**Your objective**
Return every line of the data below that contains the word "pink".

**Records shown**
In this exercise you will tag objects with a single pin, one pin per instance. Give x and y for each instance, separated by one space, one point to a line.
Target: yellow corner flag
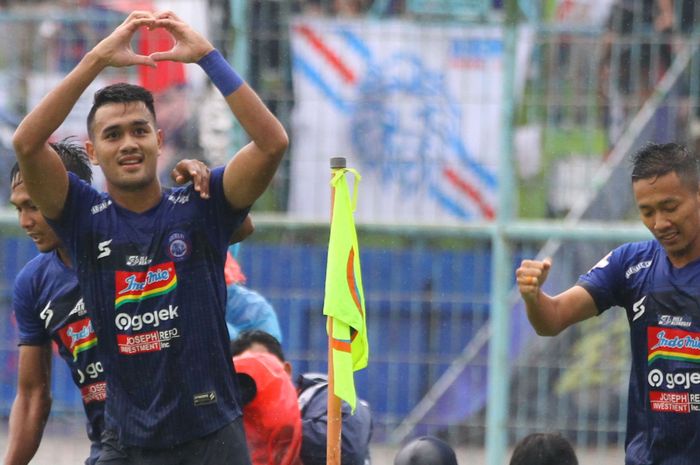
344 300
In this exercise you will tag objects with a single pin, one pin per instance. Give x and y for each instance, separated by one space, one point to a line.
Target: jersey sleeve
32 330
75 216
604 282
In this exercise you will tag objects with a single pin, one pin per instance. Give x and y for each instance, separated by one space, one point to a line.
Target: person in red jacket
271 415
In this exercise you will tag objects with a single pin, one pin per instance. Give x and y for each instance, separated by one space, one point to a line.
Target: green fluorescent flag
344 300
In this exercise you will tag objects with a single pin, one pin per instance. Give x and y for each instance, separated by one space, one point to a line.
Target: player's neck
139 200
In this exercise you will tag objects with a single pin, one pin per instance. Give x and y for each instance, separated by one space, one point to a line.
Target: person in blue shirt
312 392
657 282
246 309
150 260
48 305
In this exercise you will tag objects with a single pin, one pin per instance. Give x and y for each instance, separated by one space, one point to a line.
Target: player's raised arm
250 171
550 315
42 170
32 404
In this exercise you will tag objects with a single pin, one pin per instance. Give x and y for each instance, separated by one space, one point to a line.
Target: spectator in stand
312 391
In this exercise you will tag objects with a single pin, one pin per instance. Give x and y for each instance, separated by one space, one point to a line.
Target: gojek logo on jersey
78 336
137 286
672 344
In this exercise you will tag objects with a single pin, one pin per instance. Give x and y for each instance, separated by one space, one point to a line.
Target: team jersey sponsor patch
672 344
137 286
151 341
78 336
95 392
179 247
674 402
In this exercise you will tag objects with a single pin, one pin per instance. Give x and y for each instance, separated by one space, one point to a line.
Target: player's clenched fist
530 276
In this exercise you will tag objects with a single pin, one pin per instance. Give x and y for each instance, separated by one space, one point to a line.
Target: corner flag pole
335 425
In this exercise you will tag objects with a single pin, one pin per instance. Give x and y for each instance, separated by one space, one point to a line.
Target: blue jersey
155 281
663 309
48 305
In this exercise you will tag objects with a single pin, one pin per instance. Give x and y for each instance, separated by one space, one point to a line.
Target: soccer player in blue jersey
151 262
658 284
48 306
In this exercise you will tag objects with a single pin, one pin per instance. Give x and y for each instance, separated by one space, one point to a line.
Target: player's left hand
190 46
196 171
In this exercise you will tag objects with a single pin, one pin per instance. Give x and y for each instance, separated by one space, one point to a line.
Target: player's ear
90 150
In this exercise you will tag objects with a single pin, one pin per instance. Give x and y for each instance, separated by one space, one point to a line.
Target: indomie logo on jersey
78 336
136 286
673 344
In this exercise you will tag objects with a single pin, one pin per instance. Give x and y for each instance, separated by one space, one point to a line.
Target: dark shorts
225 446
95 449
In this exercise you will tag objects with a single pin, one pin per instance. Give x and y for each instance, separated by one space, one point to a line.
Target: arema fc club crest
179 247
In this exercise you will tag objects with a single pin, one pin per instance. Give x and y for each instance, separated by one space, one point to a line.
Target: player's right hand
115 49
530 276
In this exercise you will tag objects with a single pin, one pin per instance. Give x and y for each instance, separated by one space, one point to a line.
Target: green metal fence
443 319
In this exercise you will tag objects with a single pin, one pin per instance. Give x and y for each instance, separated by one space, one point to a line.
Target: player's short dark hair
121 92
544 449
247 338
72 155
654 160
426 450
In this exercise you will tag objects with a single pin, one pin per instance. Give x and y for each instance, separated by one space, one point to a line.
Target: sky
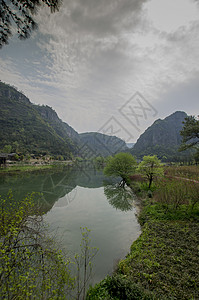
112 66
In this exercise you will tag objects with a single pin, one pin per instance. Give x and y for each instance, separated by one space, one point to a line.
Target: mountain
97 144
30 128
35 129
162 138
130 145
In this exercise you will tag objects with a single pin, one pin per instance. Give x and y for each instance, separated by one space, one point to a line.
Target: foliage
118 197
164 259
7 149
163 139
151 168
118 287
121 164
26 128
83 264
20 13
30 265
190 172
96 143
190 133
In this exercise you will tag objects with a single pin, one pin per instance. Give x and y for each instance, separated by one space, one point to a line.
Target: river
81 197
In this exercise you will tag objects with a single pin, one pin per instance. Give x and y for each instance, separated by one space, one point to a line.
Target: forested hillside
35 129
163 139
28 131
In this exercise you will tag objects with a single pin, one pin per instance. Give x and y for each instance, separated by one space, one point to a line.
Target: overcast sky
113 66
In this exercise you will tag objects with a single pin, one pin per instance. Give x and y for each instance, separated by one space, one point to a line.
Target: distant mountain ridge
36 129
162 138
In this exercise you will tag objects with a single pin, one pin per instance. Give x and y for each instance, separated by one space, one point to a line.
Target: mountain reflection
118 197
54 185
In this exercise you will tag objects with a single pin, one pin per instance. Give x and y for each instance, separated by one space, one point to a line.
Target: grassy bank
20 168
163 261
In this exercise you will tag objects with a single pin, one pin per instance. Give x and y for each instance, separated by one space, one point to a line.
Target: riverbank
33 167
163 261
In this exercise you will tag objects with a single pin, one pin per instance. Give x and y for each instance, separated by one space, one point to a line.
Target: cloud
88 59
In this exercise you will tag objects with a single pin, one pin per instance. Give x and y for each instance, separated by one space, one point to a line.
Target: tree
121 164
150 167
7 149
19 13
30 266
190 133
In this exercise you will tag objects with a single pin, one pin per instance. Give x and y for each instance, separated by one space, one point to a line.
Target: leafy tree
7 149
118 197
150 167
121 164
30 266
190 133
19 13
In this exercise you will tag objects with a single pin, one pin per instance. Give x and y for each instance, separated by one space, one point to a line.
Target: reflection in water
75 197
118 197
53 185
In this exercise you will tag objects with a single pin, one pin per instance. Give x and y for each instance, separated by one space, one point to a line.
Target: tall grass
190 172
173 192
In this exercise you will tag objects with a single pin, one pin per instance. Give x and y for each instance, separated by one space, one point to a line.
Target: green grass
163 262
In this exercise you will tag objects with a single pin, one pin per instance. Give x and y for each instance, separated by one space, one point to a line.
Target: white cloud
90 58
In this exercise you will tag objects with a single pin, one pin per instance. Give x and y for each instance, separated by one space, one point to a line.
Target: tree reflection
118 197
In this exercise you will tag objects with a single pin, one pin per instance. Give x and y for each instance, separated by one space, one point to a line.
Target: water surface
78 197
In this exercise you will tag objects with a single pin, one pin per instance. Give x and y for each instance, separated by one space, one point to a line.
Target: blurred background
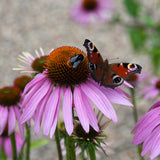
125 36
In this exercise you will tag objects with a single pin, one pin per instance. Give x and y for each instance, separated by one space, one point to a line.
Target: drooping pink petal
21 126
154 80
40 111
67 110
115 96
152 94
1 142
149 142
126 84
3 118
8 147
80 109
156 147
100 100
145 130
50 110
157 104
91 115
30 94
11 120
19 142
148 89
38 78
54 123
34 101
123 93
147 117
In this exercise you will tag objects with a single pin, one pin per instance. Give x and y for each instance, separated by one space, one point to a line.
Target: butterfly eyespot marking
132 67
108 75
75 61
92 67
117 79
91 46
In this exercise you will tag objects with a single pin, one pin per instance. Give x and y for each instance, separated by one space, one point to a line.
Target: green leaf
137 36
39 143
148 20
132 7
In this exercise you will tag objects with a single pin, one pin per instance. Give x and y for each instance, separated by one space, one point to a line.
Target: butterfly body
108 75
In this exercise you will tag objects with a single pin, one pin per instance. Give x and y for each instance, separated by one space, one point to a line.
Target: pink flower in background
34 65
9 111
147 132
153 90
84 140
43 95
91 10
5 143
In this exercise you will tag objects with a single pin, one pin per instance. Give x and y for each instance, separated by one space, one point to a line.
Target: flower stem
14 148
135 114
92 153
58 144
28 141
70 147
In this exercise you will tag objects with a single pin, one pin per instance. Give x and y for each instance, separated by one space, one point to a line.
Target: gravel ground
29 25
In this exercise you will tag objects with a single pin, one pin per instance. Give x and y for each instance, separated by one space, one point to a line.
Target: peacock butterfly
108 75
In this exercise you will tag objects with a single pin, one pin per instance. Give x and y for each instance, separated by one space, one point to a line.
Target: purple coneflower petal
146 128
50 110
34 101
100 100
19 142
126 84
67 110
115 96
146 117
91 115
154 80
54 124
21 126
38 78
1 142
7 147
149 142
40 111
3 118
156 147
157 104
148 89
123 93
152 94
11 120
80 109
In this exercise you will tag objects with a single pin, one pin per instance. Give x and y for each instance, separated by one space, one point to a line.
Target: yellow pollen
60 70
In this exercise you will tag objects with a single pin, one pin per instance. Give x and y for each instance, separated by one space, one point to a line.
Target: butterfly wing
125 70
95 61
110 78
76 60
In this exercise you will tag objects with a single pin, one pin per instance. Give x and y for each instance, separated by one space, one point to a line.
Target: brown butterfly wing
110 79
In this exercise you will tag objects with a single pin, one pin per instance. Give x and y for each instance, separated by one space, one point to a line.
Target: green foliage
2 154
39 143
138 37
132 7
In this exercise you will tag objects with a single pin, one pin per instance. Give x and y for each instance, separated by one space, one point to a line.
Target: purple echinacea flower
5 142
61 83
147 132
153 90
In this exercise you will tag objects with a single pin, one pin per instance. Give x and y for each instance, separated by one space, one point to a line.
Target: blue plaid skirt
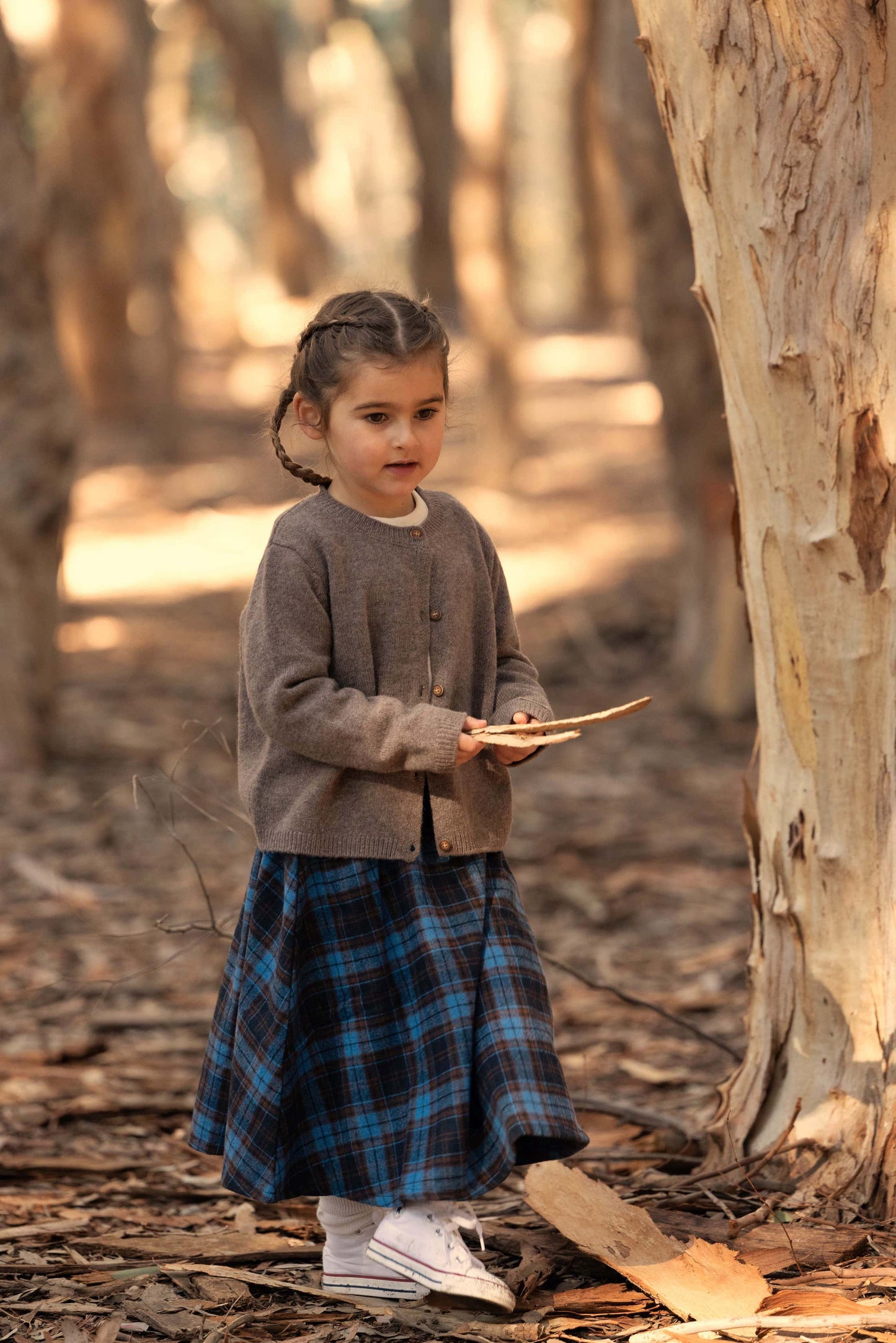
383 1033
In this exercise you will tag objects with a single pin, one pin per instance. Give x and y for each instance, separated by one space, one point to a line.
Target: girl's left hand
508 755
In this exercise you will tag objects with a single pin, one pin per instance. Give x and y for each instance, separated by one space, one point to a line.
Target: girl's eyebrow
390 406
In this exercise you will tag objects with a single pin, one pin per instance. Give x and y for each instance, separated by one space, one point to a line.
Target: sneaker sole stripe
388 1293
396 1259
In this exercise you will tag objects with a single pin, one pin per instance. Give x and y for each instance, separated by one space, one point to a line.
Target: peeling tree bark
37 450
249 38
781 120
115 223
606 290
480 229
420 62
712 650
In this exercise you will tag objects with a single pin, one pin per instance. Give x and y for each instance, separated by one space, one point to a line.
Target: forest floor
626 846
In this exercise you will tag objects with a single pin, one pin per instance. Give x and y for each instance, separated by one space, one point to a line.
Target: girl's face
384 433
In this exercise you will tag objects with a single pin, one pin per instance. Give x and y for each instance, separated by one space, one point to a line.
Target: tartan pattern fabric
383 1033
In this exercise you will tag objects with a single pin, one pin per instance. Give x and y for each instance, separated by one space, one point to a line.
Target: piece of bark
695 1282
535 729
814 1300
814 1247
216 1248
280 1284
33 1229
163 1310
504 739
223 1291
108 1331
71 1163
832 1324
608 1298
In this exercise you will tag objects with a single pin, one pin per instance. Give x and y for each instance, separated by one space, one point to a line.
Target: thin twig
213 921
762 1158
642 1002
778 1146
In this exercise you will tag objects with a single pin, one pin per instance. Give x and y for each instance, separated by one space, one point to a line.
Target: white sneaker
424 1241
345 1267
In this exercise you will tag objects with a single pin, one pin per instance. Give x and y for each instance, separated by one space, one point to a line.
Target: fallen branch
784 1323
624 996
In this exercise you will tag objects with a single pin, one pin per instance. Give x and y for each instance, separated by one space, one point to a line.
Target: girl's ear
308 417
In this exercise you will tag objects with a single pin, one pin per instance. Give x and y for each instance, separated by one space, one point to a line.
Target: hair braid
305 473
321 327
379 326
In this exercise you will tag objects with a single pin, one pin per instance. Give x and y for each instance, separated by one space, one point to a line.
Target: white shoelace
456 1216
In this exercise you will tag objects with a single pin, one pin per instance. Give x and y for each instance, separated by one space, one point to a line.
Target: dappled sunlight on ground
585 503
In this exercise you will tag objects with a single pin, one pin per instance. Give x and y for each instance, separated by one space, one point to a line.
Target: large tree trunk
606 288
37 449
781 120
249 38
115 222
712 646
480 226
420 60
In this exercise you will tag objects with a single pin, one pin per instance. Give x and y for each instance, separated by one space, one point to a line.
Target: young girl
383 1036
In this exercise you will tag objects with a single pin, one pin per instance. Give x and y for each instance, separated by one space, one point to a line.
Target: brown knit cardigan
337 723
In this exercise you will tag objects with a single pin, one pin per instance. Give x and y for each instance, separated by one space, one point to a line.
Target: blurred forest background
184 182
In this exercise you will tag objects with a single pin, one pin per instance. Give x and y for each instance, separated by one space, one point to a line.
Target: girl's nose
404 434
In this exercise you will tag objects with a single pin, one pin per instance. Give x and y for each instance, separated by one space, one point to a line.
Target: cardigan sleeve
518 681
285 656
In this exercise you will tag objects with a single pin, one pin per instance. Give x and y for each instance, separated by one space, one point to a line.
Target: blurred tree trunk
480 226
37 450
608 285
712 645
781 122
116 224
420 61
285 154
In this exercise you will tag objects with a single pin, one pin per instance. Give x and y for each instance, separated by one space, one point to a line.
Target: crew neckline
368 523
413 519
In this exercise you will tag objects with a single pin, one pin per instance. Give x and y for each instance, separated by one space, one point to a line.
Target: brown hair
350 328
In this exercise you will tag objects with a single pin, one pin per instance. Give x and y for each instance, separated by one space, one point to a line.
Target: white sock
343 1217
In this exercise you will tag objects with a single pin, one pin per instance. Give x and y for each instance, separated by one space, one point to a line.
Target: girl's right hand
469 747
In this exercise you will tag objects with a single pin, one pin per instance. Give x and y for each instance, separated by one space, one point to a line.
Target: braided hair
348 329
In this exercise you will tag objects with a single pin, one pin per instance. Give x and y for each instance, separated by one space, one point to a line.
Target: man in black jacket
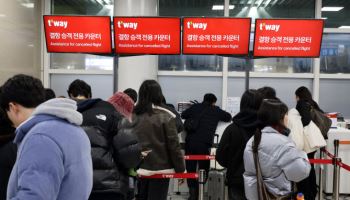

**Complete output**
Target: drooping pink petal
Target: pink flower in background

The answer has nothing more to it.